**Action item**
In the data below, find each line containing the string "before" and return it.

*** Opening of Dataset ***

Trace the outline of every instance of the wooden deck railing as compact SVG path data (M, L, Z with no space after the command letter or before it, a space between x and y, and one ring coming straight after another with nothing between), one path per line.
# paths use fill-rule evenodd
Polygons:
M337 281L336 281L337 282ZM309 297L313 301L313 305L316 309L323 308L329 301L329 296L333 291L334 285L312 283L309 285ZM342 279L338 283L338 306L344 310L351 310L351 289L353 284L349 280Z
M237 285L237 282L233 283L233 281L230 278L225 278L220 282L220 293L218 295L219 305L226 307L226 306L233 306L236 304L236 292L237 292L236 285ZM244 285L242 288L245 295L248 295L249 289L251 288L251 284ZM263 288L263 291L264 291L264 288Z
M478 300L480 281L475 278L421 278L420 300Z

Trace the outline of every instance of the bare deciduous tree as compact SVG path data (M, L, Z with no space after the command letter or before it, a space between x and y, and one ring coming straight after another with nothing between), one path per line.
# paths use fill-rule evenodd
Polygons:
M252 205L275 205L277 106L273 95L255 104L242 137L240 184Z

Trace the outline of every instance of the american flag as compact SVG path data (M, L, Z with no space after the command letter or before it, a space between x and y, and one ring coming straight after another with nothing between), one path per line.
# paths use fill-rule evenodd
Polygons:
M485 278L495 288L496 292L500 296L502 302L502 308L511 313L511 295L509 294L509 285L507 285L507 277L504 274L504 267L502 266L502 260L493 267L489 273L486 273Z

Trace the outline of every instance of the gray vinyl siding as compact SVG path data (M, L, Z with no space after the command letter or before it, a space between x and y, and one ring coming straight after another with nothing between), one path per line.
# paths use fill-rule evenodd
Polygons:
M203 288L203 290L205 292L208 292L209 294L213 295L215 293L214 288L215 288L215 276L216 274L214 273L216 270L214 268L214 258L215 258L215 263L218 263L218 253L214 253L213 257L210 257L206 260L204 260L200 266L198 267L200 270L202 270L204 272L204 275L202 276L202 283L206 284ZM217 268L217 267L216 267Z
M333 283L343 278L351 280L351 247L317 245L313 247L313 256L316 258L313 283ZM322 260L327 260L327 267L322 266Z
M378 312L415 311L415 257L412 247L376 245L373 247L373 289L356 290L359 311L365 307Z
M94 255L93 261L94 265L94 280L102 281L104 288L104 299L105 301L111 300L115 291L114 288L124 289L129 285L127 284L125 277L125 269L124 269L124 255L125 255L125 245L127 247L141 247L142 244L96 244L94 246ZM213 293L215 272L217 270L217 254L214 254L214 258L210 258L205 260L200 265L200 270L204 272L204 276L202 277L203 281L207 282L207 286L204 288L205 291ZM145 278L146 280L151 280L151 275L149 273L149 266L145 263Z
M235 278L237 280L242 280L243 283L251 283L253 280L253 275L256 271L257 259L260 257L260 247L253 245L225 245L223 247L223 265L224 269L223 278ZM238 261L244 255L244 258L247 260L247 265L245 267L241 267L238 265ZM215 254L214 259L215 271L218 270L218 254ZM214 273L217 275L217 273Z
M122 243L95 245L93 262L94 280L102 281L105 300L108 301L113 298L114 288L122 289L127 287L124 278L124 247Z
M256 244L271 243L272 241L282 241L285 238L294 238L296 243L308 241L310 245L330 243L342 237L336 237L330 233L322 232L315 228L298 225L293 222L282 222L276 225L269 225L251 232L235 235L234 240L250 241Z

*** Close of Dataset ***
*** Opening of Dataset ***

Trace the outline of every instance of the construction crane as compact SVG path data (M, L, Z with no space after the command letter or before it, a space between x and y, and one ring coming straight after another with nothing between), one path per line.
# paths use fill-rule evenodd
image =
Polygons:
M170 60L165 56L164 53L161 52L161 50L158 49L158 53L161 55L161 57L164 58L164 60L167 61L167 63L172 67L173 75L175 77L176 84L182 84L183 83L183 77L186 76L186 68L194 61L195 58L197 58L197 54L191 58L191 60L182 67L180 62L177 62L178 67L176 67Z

*** Close of Dataset ***

**Written solution**
Trace the outline of every instance of the wooden deck railing as compact SVG path data (M, L, Z with no space after the command letter or before it, a space between x and y, and one ring coming straight after another with nothing between), one path per line.
Trace the outline of every instance of the bare deciduous tree as compact SVG path data (M, L, Z with no space after the command letter or before it, a space between x and y, and one ring coming straight after another with nothing between), one path per line.
Trace the outline of every instance of the american flag as compact SVG path data (M, L, Z with no space after the command letter or before it, a space between x and y, and one ring coming straight after another with nothing between), one path per line.
Trace the outline of every instance of the gray vinyl siding as compact SVG path data (M, L, Z with no space after the command letter or before it, a space between x and y, and one ring coming straight after another with nothing between), one path per line.
Trace the outline of every instance of the construction crane as compact SVG path data (M, L, Z with no space after the command letter or before it, a space between x and y, and one ring coming straight after another with nothing between), one path per line.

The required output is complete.